[DIRECTION] Write out the lines below word for word, from the line containing "Where can the skier" through the final line.

[Object pointing dataset rows]
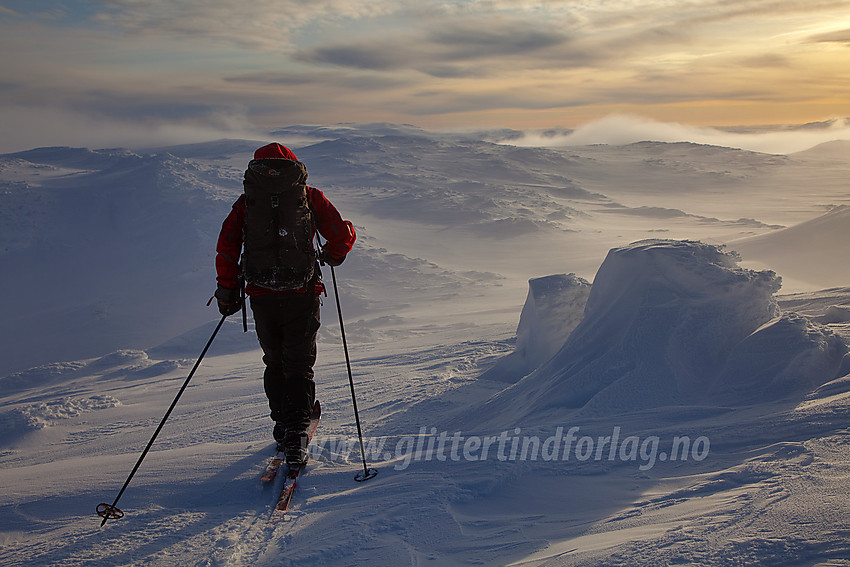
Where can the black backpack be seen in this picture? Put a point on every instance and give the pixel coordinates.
(278, 232)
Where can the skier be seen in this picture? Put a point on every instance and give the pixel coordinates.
(275, 220)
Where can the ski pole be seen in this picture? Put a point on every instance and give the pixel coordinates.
(110, 511)
(367, 472)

[RESULT FOR THIS EXERCISE]
Where can the skier be seen in this picture? Put a point on every instance and give the pixel coordinates.
(275, 220)
Where can the ski pole be seen in this picture? Put a point on every instance and give the pixel coordinates.
(110, 511)
(367, 472)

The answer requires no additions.